(Referring expression data)
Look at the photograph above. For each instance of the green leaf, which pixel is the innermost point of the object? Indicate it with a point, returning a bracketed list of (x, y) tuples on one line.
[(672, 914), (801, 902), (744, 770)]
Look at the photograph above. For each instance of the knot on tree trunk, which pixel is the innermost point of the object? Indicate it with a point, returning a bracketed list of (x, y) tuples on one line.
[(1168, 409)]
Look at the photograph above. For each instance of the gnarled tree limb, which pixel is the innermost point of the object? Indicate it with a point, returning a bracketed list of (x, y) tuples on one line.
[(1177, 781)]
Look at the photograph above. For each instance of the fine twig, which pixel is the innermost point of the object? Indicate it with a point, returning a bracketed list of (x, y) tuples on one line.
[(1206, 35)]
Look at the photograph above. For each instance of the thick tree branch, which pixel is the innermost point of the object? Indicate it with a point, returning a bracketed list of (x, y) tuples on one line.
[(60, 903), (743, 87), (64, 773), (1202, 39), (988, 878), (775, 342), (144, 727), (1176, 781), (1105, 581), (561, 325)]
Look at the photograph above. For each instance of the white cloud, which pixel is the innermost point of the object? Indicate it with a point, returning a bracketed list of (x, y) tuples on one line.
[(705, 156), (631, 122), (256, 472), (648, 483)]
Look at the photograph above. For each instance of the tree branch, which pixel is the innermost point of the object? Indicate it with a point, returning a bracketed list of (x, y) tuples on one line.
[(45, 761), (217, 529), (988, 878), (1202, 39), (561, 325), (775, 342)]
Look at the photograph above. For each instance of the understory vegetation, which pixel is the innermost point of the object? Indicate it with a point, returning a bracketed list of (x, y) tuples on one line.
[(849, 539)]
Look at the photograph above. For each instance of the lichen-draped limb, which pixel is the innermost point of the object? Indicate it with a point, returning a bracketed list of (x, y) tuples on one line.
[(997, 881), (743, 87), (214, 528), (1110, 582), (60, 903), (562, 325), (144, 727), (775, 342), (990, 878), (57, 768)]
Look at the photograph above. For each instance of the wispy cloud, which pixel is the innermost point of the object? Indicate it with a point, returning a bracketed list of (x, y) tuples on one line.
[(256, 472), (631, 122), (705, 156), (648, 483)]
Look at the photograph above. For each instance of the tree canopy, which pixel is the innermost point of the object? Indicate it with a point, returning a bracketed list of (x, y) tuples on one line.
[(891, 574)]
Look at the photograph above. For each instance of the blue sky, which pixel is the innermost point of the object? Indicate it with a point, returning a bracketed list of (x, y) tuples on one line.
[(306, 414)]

**What to do**
Return exactly the lines of the data, and only those, from the line with "Look at the photograph above. For each instance of the blue" through the last line, inclusive.

**Exercise answer**
Look at the photograph above. For each instance of the blue sky, which pixel is the innermost point of the object? Indicate it with a point, returning a bracketed list of (x, y) tuples on one line.
[(306, 414)]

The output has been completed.